TASK GOAL: Update the lines below so that every "put one pin" becomes "place one marker" and everything else stays the same. Leave the picture out of your version.
* Begin *
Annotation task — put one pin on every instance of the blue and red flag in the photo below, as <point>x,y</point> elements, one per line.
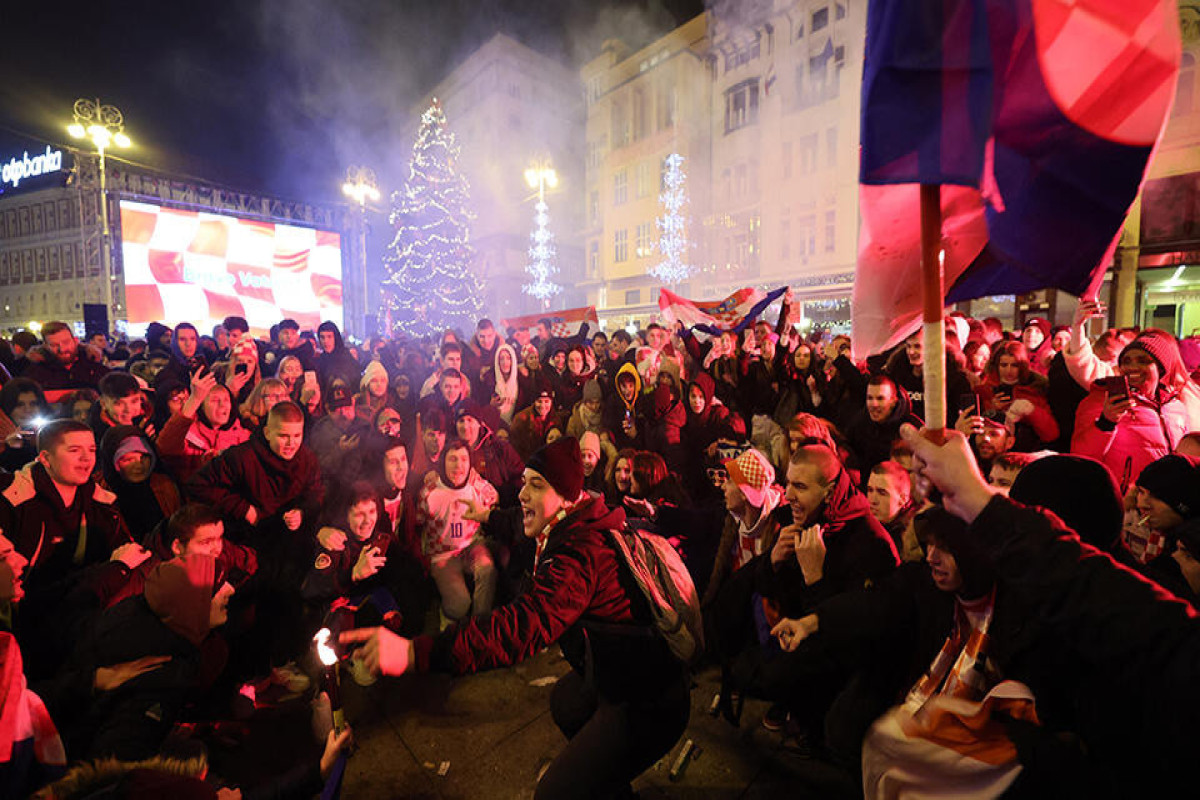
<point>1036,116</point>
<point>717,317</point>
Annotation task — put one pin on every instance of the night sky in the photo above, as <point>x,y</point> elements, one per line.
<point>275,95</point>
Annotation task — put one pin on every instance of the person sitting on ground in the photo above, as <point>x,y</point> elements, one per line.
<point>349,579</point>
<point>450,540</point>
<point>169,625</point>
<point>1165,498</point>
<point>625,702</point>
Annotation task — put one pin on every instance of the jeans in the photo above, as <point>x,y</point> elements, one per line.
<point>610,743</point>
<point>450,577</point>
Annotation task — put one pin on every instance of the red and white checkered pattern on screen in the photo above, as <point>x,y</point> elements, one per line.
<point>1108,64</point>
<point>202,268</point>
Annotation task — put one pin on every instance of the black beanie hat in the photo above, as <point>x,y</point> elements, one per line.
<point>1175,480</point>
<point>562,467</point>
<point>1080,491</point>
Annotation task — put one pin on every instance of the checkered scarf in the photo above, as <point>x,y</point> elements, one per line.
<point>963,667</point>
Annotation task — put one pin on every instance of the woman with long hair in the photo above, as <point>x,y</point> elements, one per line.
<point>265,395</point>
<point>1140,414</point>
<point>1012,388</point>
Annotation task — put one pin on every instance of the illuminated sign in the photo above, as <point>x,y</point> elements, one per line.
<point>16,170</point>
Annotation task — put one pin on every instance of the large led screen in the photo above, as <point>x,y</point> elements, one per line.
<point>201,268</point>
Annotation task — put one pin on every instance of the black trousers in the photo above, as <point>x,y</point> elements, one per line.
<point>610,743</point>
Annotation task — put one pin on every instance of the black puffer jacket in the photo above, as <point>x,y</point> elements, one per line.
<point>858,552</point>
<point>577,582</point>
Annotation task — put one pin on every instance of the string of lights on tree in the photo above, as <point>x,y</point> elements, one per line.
* End *
EXPECTED OUTPUT:
Annotation task — place one marker on every instance of the blue and red flag in the photo below, as <point>x,y</point> elements, one per line.
<point>1036,116</point>
<point>717,317</point>
Annotation task — place one marker on every instance of the night sky in the photo above, as <point>x,y</point> elements, one per line.
<point>275,95</point>
Annotation task — place one marker on every instance of the person sitting on ground in the photo above, as <point>x,y</point> elements, one per line.
<point>349,579</point>
<point>450,540</point>
<point>169,625</point>
<point>1165,498</point>
<point>625,702</point>
Annotation task — place one marker on every instance of the jeans in the photo above, as <point>x,y</point> elements, one per line.
<point>610,743</point>
<point>450,577</point>
Annotation task — place one marker on every instance of the red and white checkered pattern on screen in the photo above, as <point>x,y</point> elements, one per line.
<point>1108,64</point>
<point>202,268</point>
Annotation task — place one marker on every instance of the black beanie hat in the photo above, as <point>x,y</point> elements, one per line.
<point>1175,480</point>
<point>562,467</point>
<point>1080,491</point>
Annotation task — place one marker on every instance of the checkered scarf in the photo above, as <point>x,y</point> elements, one per line.
<point>963,667</point>
Annotation task — place one marker on every instance of the woman with long hair in the photo above, as <point>x,y</point> elements, one per line.
<point>265,395</point>
<point>1140,414</point>
<point>1012,388</point>
Annotation task — place one marker on every instance of the illuminated sign in the photo above, as <point>x,y</point> elements, one per line.
<point>16,170</point>
Annotation task — place one marker on every instance of the large led screen in the photo above, as <point>x,y</point> elements, one per line.
<point>201,268</point>
Annotation task — place one marker on every instance of the black trousers in the photo above, as <point>x,y</point> elements, one per line.
<point>610,743</point>
Annotation task — place one marker on every instance of the black puffer jacket in the photo above, as <point>x,y</point> elements, one per line.
<point>858,552</point>
<point>577,582</point>
Annotation task — place one marker on every instance of the string of lights on tree in the photo above, as <point>x,y</point> elements, one per line.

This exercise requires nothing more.